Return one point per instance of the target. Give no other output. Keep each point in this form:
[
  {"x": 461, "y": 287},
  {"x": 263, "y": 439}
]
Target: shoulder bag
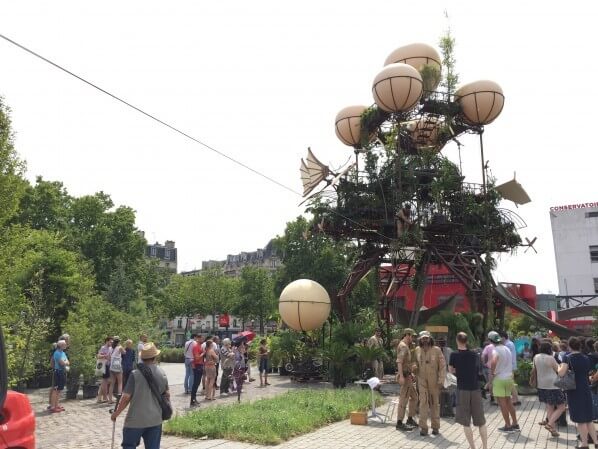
[
  {"x": 162, "y": 399},
  {"x": 533, "y": 377},
  {"x": 567, "y": 382}
]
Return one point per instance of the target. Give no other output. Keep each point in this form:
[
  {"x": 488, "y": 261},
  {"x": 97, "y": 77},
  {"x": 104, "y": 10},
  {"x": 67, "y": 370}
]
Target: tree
[
  {"x": 209, "y": 292},
  {"x": 105, "y": 236},
  {"x": 310, "y": 255},
  {"x": 256, "y": 298},
  {"x": 46, "y": 205},
  {"x": 12, "y": 168}
]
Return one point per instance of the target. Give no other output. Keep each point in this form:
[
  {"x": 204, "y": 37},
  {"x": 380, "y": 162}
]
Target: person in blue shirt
[
  {"x": 128, "y": 360},
  {"x": 61, "y": 365}
]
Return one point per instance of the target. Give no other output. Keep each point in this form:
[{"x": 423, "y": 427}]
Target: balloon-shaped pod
[
  {"x": 304, "y": 305},
  {"x": 481, "y": 101},
  {"x": 425, "y": 132},
  {"x": 397, "y": 88},
  {"x": 422, "y": 57},
  {"x": 347, "y": 125}
]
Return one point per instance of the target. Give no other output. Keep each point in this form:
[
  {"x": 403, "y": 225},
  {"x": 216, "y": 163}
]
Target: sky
[{"x": 262, "y": 81}]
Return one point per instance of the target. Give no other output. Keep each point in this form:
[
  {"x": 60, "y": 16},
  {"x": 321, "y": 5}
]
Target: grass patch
[{"x": 271, "y": 420}]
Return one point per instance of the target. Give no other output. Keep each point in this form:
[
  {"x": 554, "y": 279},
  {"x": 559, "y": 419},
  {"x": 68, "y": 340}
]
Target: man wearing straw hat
[
  {"x": 407, "y": 393},
  {"x": 431, "y": 370},
  {"x": 144, "y": 418}
]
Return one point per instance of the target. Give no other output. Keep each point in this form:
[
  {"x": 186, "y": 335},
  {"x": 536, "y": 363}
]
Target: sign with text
[{"x": 224, "y": 320}]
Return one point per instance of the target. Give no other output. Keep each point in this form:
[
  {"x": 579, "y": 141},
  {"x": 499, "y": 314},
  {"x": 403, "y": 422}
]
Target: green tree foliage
[
  {"x": 311, "y": 255},
  {"x": 450, "y": 78},
  {"x": 45, "y": 205},
  {"x": 93, "y": 319},
  {"x": 256, "y": 296},
  {"x": 12, "y": 168},
  {"x": 210, "y": 292},
  {"x": 59, "y": 255},
  {"x": 523, "y": 325}
]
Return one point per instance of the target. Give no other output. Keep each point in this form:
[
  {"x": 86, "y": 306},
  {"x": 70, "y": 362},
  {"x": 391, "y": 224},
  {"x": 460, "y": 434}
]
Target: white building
[{"x": 575, "y": 237}]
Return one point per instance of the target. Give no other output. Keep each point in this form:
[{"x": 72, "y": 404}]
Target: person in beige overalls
[
  {"x": 431, "y": 371},
  {"x": 375, "y": 341},
  {"x": 406, "y": 381}
]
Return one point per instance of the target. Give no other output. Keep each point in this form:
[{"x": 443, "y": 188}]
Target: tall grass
[{"x": 272, "y": 420}]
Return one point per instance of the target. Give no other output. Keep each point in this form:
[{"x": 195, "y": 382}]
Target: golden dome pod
[
  {"x": 481, "y": 101},
  {"x": 397, "y": 88},
  {"x": 416, "y": 55},
  {"x": 425, "y": 131},
  {"x": 422, "y": 57},
  {"x": 304, "y": 305},
  {"x": 347, "y": 125}
]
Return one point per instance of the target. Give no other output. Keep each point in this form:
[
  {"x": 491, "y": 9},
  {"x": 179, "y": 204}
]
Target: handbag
[
  {"x": 162, "y": 399},
  {"x": 533, "y": 377},
  {"x": 100, "y": 368},
  {"x": 116, "y": 365},
  {"x": 567, "y": 382},
  {"x": 450, "y": 380}
]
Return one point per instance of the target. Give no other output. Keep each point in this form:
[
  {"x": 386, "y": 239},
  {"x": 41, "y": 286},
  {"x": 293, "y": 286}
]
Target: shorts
[
  {"x": 502, "y": 388},
  {"x": 263, "y": 366},
  {"x": 552, "y": 397},
  {"x": 59, "y": 379},
  {"x": 470, "y": 408}
]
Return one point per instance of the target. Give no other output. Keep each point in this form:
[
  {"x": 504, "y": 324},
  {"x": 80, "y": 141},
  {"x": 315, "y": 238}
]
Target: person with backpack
[
  {"x": 188, "y": 351},
  {"x": 144, "y": 417}
]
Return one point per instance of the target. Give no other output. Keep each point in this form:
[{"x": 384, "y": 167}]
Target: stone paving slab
[{"x": 87, "y": 425}]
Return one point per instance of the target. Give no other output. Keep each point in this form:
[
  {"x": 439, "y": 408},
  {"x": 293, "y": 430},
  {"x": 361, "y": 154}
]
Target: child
[{"x": 263, "y": 362}]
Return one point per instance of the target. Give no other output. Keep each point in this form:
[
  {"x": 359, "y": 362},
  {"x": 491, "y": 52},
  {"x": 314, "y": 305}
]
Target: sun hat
[
  {"x": 149, "y": 351},
  {"x": 494, "y": 337}
]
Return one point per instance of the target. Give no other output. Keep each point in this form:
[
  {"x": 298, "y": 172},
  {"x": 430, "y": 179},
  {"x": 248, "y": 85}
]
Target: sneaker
[{"x": 403, "y": 427}]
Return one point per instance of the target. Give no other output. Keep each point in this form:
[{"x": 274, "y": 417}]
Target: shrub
[
  {"x": 272, "y": 420},
  {"x": 172, "y": 355}
]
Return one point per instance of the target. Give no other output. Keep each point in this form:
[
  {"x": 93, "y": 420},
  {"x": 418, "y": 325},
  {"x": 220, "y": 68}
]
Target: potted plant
[
  {"x": 522, "y": 374},
  {"x": 73, "y": 383},
  {"x": 285, "y": 349},
  {"x": 366, "y": 355}
]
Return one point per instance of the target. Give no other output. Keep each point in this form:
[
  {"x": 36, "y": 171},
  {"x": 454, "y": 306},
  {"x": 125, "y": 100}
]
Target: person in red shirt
[{"x": 198, "y": 362}]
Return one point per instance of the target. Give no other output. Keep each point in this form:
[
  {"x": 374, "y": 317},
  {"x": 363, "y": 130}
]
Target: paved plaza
[{"x": 87, "y": 425}]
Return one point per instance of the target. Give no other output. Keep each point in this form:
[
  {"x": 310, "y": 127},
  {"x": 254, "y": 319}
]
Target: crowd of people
[
  {"x": 205, "y": 358},
  {"x": 489, "y": 371},
  {"x": 122, "y": 367}
]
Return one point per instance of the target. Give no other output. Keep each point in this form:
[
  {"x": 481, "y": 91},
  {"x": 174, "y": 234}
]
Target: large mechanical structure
[{"x": 401, "y": 202}]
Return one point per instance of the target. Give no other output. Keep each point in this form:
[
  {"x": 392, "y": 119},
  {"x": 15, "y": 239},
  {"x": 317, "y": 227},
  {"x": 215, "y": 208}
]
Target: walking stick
[{"x": 118, "y": 396}]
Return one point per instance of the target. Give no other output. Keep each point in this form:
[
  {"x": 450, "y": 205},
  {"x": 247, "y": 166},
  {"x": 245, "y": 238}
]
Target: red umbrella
[{"x": 245, "y": 335}]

══════

## Written problem
Extract every line of the data exactly; pictures stay out.

## In response
Return one point per instance of the target. Give no other output. Keep each point in this form:
[
  {"x": 461, "y": 287},
  {"x": 263, "y": 439}
]
Target: shoulder bag
[
  {"x": 162, "y": 399},
  {"x": 533, "y": 377},
  {"x": 567, "y": 382}
]
Return one point per instance of the target. Give no other output. Keep each point in this form:
[
  {"x": 488, "y": 261},
  {"x": 97, "y": 77},
  {"x": 104, "y": 10},
  {"x": 67, "y": 370}
]
Target: tree
[
  {"x": 209, "y": 292},
  {"x": 105, "y": 236},
  {"x": 310, "y": 255},
  {"x": 256, "y": 298},
  {"x": 46, "y": 205},
  {"x": 12, "y": 168}
]
Return one point per instance of the target. Give no other output. Keep each point in this form:
[
  {"x": 204, "y": 37},
  {"x": 380, "y": 162}
]
Target: person in blue shirt
[
  {"x": 128, "y": 360},
  {"x": 61, "y": 365}
]
Return one point per instance of the target. Give no other output. Keep each point in this form:
[{"x": 423, "y": 427}]
Target: balloon-shaped pod
[
  {"x": 304, "y": 305},
  {"x": 481, "y": 101},
  {"x": 425, "y": 132},
  {"x": 397, "y": 88},
  {"x": 422, "y": 57},
  {"x": 347, "y": 125}
]
Return one point per instance of the target. Give no other output. Keep each point in this form:
[
  {"x": 403, "y": 225},
  {"x": 216, "y": 163}
]
Target: sky
[{"x": 262, "y": 81}]
Return one point per instance of the target. Give no other output. Keep each point in this form:
[
  {"x": 60, "y": 16},
  {"x": 321, "y": 5}
]
Target: grass patch
[{"x": 271, "y": 420}]
Return one point per instance of the target. Give no other output. Keep each point in this form:
[
  {"x": 554, "y": 279},
  {"x": 559, "y": 419},
  {"x": 68, "y": 340}
]
Target: man wearing straw hat
[
  {"x": 407, "y": 393},
  {"x": 431, "y": 370},
  {"x": 144, "y": 418}
]
Return one point per instance of the target. Give no other output. Keep each point in this form:
[
  {"x": 186, "y": 335},
  {"x": 536, "y": 363}
]
Target: sign with text
[{"x": 224, "y": 320}]
Return one point per instance of the target. Give no other output. Keep each point in this form:
[
  {"x": 579, "y": 141},
  {"x": 499, "y": 314},
  {"x": 403, "y": 422}
]
Target: green tree foliage
[
  {"x": 311, "y": 255},
  {"x": 450, "y": 78},
  {"x": 45, "y": 205},
  {"x": 93, "y": 319},
  {"x": 256, "y": 296},
  {"x": 12, "y": 168},
  {"x": 210, "y": 292},
  {"x": 59, "y": 255},
  {"x": 523, "y": 325}
]
Return one point per instance of the target. Give no other output. Keep each point in this form:
[
  {"x": 86, "y": 306},
  {"x": 70, "y": 362},
  {"x": 391, "y": 224},
  {"x": 460, "y": 434}
]
Target: white building
[{"x": 575, "y": 237}]
Return one point per instance of the target. Give no other output. Keep each point in this form:
[{"x": 72, "y": 404}]
Target: person in beige overalls
[
  {"x": 431, "y": 371},
  {"x": 375, "y": 341},
  {"x": 406, "y": 381}
]
Return one point per instance of the target. Give no other output. Keep each point in this form:
[{"x": 443, "y": 188}]
Target: tall grass
[{"x": 272, "y": 420}]
Return one point per instance of the target. Give no other output. Keep each point in this form:
[{"x": 195, "y": 382}]
Target: golden dome pod
[
  {"x": 481, "y": 101},
  {"x": 397, "y": 88},
  {"x": 416, "y": 55},
  {"x": 425, "y": 131},
  {"x": 422, "y": 57},
  {"x": 304, "y": 305},
  {"x": 347, "y": 125}
]
Return one point per instance of the target. Give no other output. Keep each point in this form:
[
  {"x": 491, "y": 9},
  {"x": 179, "y": 204}
]
Target: handbag
[
  {"x": 162, "y": 399},
  {"x": 533, "y": 377},
  {"x": 100, "y": 368},
  {"x": 116, "y": 365},
  {"x": 567, "y": 382},
  {"x": 450, "y": 380}
]
Return one point per instance of the target. Give no other output. Keep each point in this form:
[
  {"x": 386, "y": 239},
  {"x": 41, "y": 286},
  {"x": 293, "y": 286}
]
Target: shorts
[
  {"x": 502, "y": 388},
  {"x": 263, "y": 366},
  {"x": 552, "y": 397},
  {"x": 59, "y": 379},
  {"x": 470, "y": 408}
]
Return one point per instance of the target. Give no other output. Keep each point in this form:
[
  {"x": 504, "y": 324},
  {"x": 80, "y": 141},
  {"x": 315, "y": 238}
]
Target: person with backpack
[
  {"x": 188, "y": 351},
  {"x": 144, "y": 417}
]
Return one point per instance of the target. Give no other output. Keep each point in this form:
[{"x": 384, "y": 167}]
Target: stone paving slab
[{"x": 87, "y": 425}]
Return one point per instance of the target. Give no other output. Keep each point in this form:
[
  {"x": 439, "y": 408},
  {"x": 293, "y": 430},
  {"x": 361, "y": 154}
]
Target: child
[{"x": 263, "y": 362}]
Return one point per instance of the target. Give no other output. Keep each point in this form:
[
  {"x": 359, "y": 362},
  {"x": 491, "y": 52},
  {"x": 314, "y": 305}
]
Target: sun hat
[
  {"x": 149, "y": 351},
  {"x": 494, "y": 337}
]
Return one point per instance of the target. Give no other output. Keep each point in this form:
[
  {"x": 298, "y": 172},
  {"x": 430, "y": 179},
  {"x": 248, "y": 85}
]
Target: sneaker
[{"x": 403, "y": 427}]
Return one point per instance of the target. Give no other output. Keep each point in this form:
[{"x": 274, "y": 417}]
Target: shrub
[
  {"x": 272, "y": 420},
  {"x": 172, "y": 355}
]
Return one point per instance of the target. Give no other output. Keep each point in this form:
[
  {"x": 93, "y": 420},
  {"x": 418, "y": 325},
  {"x": 220, "y": 68}
]
Target: potted plant
[
  {"x": 522, "y": 374},
  {"x": 73, "y": 383},
  {"x": 285, "y": 349},
  {"x": 366, "y": 355}
]
Return one point per instance of the target. Give no other output. Keep each point in this form:
[
  {"x": 36, "y": 171},
  {"x": 454, "y": 306},
  {"x": 125, "y": 100}
]
Target: person in red shirt
[{"x": 198, "y": 362}]
Return one point per instance of the target. Give no other output. Keep each point in this form:
[
  {"x": 374, "y": 317},
  {"x": 363, "y": 130}
]
Target: paved plaza
[{"x": 87, "y": 425}]
Return one point per instance of the target. Give no other output. Keep each point in this form:
[
  {"x": 310, "y": 127},
  {"x": 254, "y": 319}
]
Target: crowd of people
[
  {"x": 205, "y": 358},
  {"x": 489, "y": 371},
  {"x": 122, "y": 367}
]
Return one point per instance of the target. Give no other output. Keep each point in this form:
[
  {"x": 481, "y": 91},
  {"x": 174, "y": 234}
]
Target: large mechanical structure
[{"x": 401, "y": 202}]
Return one point per instance of the target. Give no other output. Keep each point in this form:
[
  {"x": 392, "y": 119},
  {"x": 15, "y": 239},
  {"x": 317, "y": 227},
  {"x": 215, "y": 208}
]
Target: walking stick
[{"x": 118, "y": 396}]
Return one point per instance of the target. Give no other output. Keep each point in this form:
[
  {"x": 450, "y": 205},
  {"x": 247, "y": 166},
  {"x": 245, "y": 238}
]
Target: red umbrella
[{"x": 245, "y": 335}]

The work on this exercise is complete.